Given text ▸
+++

However software development can be costly and agencies are reluctant to spend money on information systems, also many just do not have the funds to invest (Long, 1997). Murray (2005), Kovacs and Spens (2007) and Thomas and Kopczak (2005) are just a selection of authors to highlight the increasing pressure on humanitarian organisations from donors to funds being available to spend on relief supplies only. To assist in this area the UN established the UNJLC (United Nations Joint Logistics Centre), in 1996,in response to the Eastern Zaire crisis. It was born out of the need for the coordination and pooling of logistics assets in emergency relief and has developed to bring together specialist knowledge in logistics for use by a wide variety of agencies (Kaatrud et al, 2003; Oloruntoba, 2005).
It has also enabled the UNJLC to draw together data from a number of agencies that would not originally have shared this type of information so openly (LSSweb, 2008). The UN uses this data on its real-time web based information system Relief Web. It provides the humanitarian sector and the general public with real-time information on the disaster as it unfolds. It also provides vital information such as, fuel availability, updated information of airfields, the condition of roads, bridges, railways and ports. But more importantly it provides important information on customs procedures, visa requirements and border crossing points (Van Wassenhove and Samii, 2003).

+++

Task instructions ▸
(a) Answer these questions using the humanitarian logistics passage:
(i) In what year did the UN establish the UNJLC?
(ii) Which crisis was the UNJLC set up in response to?
(iii) What is the name of the UN's real-time web-based information system?
(b) According to the humanitarian logistics passage, why was the UNJLC created? Answer in one to three sentences.
(c) From the humanitarian logistics passage, extract the text starting at "However software development" and ending at "2003; Oloruntoba, 2005).".
The data that follows has no connection to the humanitarian logistics passage.

Source data ▸
+++

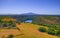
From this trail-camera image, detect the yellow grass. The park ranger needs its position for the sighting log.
[0,23,58,38]
[0,29,21,38]
[14,23,58,38]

+++

Solutions in order ▸
(a)
(i) 1996
(ii) The Eastern Zaire crisis
(iii) Relief Web

(b) The UNJLC was created in response to the Eastern Zaire crisis. It grew out of the need to coordinate and pool logistics assets in emergency relief, which would help agencies facing pressure from donors to spend funds on relief supplies only.

(c)
However software development can be costly and agencies are reluctant to spend money on information systems, also many just do not have the funds to invest (Long, 1997). Murray (2005), Kovacs and Spens (2007) and Thomas and Kopczak (2005) are just a selection of authors to highlight the increasing pressure on humanitarian organisations from donors to funds being available to spend on relief supplies only. To assist in this area the UN established the UNJLC (United Nations Joint Logistics Centre), in 1996,in response to the Eastern Zaire crisis. It was born out of the need for the coordination and pooling of logistics assets in emergency relief and has developed to bring together specialist knowledge in logistics for use by a wide variety of agencies (Kaatrud et al, 2003; Oloruntoba, 2005).